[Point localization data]
**********

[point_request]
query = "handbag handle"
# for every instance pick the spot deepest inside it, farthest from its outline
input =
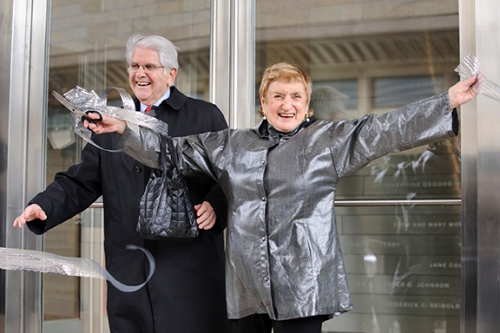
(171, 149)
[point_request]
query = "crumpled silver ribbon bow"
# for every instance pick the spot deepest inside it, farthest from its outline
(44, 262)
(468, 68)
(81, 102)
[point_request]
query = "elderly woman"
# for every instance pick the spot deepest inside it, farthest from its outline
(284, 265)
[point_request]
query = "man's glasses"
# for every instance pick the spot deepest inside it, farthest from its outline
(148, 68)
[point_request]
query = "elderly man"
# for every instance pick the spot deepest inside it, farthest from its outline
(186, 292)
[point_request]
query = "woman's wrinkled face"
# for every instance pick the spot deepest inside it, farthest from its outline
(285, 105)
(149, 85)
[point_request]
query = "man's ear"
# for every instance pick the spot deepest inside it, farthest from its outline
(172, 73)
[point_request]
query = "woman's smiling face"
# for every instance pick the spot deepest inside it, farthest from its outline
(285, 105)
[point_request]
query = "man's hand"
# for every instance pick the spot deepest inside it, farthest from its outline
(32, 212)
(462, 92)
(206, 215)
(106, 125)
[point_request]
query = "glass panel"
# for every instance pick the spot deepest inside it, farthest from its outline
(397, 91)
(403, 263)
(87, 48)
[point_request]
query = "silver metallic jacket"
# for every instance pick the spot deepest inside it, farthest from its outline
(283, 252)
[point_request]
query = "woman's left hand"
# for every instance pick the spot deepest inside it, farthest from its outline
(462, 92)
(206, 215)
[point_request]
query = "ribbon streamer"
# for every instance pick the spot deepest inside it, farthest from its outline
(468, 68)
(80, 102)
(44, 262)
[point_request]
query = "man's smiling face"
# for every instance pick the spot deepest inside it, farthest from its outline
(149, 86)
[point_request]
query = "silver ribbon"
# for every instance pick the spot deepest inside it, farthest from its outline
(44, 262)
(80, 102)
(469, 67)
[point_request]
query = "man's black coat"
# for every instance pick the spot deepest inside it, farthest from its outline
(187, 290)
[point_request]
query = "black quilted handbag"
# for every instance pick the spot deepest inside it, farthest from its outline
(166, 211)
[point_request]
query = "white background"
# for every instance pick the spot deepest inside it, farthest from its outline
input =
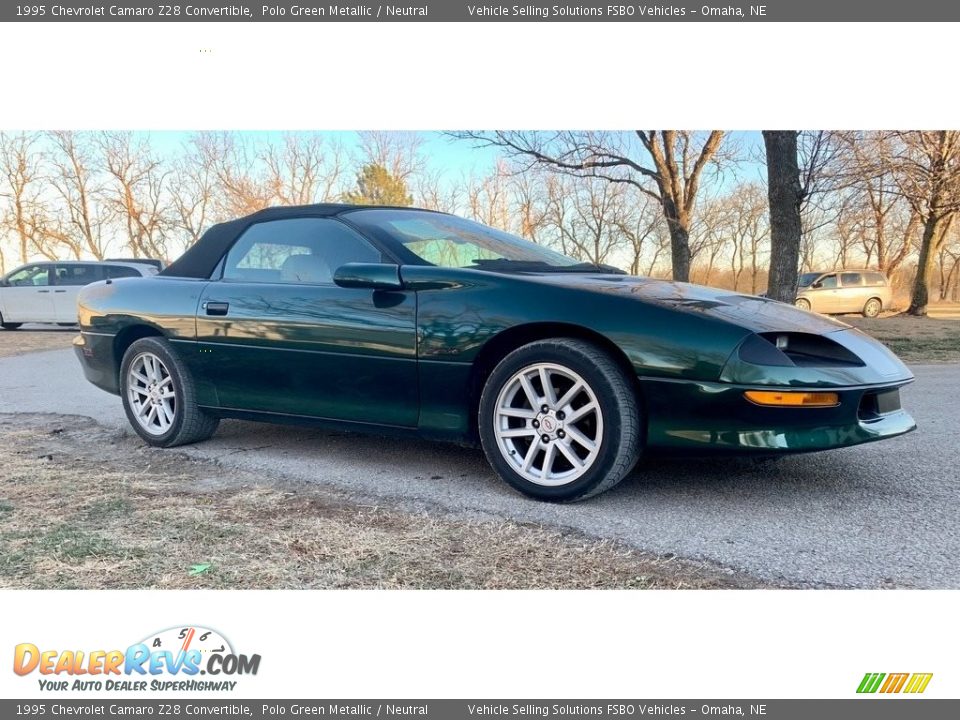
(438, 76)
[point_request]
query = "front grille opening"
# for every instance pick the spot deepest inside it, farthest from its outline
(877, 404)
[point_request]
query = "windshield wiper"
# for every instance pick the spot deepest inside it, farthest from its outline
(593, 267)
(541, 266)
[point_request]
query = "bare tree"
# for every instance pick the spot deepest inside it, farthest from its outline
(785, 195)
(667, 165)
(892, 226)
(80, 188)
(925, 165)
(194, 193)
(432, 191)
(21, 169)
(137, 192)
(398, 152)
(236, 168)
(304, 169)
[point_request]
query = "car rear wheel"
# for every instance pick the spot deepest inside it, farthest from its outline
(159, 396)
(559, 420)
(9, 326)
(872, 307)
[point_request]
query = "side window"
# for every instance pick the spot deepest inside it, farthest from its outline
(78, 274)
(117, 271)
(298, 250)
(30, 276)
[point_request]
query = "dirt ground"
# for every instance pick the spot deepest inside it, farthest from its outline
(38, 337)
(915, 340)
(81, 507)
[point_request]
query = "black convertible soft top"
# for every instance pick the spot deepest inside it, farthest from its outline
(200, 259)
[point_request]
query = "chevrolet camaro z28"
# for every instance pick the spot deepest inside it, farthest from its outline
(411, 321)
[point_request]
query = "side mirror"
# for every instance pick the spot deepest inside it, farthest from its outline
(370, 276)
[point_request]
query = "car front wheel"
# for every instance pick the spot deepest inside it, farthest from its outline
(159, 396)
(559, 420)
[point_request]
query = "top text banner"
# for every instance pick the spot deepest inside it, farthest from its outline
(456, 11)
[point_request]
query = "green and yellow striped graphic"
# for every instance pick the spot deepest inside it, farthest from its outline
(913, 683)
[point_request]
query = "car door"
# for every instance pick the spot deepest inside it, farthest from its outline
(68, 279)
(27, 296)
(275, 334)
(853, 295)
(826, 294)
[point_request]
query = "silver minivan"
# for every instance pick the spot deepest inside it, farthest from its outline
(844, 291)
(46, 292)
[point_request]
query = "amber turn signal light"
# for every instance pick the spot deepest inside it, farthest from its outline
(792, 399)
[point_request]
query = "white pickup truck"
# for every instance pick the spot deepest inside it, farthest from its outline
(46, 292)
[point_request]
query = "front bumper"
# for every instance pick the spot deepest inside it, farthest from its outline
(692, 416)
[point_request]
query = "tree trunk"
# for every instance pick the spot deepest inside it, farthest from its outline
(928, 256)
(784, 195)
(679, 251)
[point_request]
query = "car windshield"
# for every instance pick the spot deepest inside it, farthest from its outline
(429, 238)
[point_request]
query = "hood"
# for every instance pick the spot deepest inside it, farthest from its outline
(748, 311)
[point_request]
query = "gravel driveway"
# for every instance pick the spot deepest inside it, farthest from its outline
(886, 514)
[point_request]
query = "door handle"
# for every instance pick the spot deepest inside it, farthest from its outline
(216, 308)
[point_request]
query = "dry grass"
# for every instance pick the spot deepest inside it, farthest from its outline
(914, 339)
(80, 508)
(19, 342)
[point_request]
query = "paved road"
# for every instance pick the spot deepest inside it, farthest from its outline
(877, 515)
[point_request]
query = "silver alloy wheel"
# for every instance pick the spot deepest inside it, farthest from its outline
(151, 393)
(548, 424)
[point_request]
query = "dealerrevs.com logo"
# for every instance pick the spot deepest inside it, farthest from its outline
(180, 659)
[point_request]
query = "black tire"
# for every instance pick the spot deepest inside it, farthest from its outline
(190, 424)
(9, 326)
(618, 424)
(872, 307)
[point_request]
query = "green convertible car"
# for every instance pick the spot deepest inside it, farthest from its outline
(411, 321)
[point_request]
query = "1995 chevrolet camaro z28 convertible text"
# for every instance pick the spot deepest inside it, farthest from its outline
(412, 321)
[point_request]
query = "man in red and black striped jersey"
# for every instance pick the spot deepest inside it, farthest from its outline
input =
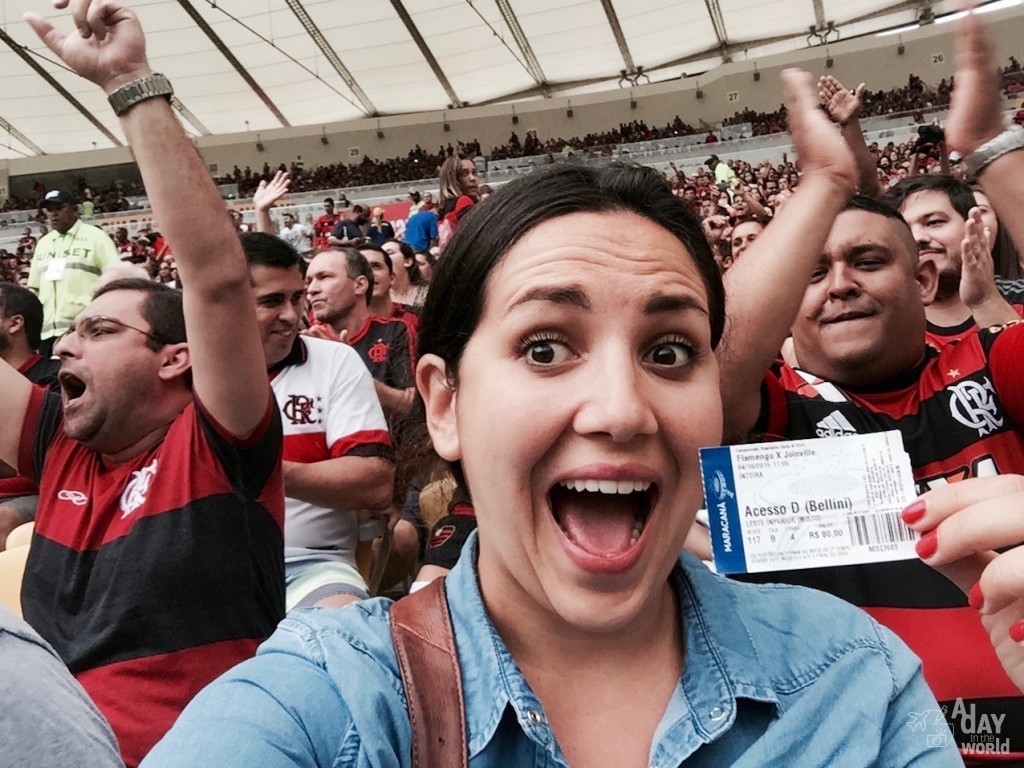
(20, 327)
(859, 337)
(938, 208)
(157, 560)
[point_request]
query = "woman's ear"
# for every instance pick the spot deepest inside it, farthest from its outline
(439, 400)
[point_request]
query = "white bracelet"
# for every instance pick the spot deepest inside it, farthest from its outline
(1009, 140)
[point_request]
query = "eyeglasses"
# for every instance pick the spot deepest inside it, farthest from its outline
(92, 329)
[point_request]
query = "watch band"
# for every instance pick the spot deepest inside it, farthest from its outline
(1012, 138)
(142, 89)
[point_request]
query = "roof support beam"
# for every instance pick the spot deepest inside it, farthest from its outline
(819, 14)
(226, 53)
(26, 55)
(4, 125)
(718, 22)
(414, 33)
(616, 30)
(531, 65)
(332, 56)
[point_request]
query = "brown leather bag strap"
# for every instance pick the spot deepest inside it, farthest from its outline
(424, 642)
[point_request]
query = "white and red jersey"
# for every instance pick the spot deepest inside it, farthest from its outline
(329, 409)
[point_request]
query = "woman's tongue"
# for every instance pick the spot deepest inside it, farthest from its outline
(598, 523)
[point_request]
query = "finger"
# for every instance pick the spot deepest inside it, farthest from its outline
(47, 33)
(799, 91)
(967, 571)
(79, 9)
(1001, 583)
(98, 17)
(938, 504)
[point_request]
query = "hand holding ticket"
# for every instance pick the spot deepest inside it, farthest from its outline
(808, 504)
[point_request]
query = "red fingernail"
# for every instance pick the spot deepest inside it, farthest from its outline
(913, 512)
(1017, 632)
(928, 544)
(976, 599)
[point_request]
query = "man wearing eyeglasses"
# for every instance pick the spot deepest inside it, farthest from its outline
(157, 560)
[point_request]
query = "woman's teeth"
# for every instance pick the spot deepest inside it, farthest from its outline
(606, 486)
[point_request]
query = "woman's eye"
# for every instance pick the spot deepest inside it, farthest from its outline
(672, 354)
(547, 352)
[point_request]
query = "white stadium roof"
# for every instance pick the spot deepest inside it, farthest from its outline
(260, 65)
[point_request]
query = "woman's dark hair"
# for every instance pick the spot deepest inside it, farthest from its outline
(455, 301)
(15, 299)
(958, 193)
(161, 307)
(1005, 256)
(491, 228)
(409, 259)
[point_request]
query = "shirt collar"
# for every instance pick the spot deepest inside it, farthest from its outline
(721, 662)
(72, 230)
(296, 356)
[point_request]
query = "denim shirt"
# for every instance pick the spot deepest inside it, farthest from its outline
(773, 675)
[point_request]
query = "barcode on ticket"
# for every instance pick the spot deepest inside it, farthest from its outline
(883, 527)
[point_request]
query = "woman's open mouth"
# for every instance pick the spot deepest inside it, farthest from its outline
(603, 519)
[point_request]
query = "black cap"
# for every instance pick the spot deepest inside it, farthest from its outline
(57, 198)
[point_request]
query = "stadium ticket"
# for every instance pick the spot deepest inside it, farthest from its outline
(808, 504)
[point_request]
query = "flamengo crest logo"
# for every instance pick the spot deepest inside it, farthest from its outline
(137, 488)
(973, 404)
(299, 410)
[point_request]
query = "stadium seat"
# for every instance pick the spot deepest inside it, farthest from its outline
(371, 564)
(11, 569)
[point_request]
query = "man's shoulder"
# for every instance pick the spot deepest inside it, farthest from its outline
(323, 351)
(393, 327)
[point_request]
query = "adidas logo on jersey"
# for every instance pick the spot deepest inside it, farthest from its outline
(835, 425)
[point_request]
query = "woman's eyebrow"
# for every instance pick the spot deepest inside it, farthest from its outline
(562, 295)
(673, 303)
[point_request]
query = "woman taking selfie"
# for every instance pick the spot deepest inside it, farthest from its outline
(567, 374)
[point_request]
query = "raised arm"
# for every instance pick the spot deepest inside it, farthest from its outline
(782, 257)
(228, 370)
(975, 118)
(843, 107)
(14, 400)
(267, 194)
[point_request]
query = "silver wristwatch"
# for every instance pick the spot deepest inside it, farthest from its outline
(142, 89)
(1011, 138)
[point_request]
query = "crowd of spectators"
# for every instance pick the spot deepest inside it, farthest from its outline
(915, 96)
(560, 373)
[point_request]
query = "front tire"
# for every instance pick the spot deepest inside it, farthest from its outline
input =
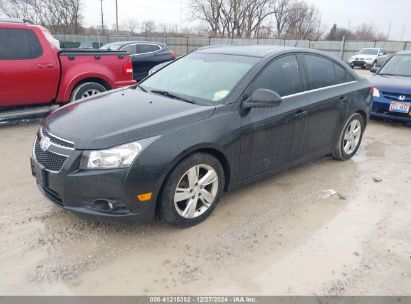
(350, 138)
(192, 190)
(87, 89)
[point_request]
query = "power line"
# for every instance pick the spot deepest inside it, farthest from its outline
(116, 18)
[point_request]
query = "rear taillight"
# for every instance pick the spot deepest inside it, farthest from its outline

**********

Activity | Each line in the data that holds the string "front" needs to be copied.

Response box |
query = "front grille opening"
query = "car front wheel"
query = "front bumper"
query = "front tire"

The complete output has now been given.